>> BEGIN Excerpted text

Principles and Visualizations for 1D Categorical Data

Prof Ron Yurko

2024-08-28

Reminders, previously, and today…

HW1 was UPDATED and is due next Wednesday - complete the GenAI Literacy module ON TIME!
Complete HW0 by Thursday night! Confirms you have everything installed and can render .qmd files to PDF via tinytex

Walked through course logistics (READ THE SYLLABUS)
Introduced the Grammar of Graphics and ggplot2 basics

TODAY:

Discuss data visualization principles and the role of infographics
Visualizing categorical data (starting with 1D)

In the beginning…

Michael Florent van Langren published the first (known) statistical graphic in 1644

Plots different estimates of the longitudinal distance between Toledo, Spain and Rome, Italy
i.e., visualization of collected data to aid in estimation of parameter

John Snow Knows Something About Cholera

Charles Minard’s Map of Napoleon’s Russian Disaster

Florence Nightingale’s Rose Diagram

Milestones in Data Visualization History

Edward Tufte’s Principles of Data Visualization

Graphics: visually display measured quantities by combining points, lines, coordinate systems, numbers, symbols, words, shading, color

Often our goal is to show data and/or communicate a story

Induce viewer to think about substance, not graphical methodology
Make large, complex datasets more coherent
Encourage comparison of different pieces of data
Describe, explore, and identify relationships
Avoid data distortion and data decoration
Use consistent graph design

Avoid graphs that lead to misleading conclusions!

>> END Excerpted text
>> BEGIN Stored records

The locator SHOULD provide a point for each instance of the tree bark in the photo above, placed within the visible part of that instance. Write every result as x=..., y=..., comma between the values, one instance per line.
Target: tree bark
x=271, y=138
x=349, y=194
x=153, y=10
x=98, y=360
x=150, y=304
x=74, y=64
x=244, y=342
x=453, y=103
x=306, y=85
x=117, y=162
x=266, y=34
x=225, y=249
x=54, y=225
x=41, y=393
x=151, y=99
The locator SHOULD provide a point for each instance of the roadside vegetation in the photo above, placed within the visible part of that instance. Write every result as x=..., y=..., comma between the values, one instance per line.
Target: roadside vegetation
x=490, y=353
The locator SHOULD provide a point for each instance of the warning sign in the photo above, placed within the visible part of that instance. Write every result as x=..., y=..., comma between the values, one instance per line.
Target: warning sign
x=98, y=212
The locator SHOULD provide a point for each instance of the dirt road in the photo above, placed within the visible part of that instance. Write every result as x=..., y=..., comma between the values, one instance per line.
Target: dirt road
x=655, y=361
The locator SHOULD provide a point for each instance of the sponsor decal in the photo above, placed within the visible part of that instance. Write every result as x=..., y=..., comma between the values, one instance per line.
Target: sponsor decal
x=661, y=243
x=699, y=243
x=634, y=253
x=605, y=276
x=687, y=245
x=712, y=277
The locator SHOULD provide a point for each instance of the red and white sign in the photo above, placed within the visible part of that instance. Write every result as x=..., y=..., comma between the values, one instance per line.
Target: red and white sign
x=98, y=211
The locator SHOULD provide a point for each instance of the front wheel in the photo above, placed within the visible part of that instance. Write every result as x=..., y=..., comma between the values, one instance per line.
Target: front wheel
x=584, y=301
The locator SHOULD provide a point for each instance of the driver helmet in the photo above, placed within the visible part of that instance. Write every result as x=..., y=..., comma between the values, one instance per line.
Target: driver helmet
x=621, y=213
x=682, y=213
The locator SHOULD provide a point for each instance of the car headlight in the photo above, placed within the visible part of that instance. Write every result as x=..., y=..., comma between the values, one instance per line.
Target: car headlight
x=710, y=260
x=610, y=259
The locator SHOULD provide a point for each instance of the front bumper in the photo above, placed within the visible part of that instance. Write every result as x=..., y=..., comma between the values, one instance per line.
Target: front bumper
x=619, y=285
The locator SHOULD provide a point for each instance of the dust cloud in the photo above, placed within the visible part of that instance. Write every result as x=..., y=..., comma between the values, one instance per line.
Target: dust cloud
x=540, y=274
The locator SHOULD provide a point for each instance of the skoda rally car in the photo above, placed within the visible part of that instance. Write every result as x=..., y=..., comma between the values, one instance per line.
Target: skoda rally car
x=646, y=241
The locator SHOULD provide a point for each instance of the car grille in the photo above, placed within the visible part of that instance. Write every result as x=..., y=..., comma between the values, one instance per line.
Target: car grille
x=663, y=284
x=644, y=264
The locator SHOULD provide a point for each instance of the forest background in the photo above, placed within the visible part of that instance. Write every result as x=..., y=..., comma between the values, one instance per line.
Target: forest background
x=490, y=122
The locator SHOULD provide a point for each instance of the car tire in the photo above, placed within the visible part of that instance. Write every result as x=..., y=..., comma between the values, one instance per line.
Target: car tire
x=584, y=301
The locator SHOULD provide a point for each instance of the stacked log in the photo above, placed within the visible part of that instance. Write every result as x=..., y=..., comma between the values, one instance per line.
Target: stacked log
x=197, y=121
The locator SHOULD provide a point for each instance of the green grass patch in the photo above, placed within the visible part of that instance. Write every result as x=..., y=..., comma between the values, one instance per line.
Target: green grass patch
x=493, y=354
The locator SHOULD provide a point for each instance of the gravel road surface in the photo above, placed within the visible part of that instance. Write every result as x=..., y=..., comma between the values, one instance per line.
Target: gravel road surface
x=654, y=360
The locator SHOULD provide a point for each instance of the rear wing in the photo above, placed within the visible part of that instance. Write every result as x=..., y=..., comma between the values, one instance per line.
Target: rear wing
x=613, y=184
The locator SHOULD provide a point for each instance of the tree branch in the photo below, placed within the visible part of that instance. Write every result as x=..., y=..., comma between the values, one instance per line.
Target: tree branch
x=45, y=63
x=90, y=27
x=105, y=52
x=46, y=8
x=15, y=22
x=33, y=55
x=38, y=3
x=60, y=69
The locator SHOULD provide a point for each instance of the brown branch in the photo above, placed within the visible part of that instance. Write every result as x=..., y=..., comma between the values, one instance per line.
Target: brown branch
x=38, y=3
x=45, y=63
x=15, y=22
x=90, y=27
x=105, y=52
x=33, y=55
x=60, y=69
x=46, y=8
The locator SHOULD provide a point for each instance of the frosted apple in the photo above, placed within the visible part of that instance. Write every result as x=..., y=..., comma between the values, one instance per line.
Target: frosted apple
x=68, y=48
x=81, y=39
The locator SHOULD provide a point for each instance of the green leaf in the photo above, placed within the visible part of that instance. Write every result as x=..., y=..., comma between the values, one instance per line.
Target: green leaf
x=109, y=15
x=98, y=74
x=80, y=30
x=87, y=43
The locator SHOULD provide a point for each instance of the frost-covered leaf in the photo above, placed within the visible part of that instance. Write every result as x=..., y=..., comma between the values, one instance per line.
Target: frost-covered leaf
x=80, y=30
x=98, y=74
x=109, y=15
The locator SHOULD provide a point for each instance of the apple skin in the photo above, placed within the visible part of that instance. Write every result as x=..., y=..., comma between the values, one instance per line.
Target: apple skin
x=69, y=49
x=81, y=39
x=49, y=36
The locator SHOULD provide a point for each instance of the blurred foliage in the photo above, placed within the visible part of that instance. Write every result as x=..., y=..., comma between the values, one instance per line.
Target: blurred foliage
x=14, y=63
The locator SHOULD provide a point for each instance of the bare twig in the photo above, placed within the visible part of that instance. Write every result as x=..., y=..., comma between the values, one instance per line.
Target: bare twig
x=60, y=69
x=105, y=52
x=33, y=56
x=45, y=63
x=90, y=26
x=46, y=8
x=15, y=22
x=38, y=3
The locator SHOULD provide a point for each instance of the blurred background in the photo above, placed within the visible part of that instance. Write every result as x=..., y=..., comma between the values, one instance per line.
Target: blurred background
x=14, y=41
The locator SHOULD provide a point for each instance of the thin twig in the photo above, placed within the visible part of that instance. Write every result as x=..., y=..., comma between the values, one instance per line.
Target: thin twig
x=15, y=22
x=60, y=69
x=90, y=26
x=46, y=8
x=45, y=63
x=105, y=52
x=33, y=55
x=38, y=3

>> END Stored records

Directions.
The data visualization lecture notes say graphics combine several things to visually display measured quantities. List every one of them.

Written answer.
Points, lines, coordinate systems, numbers, symbols, words, shading, and color.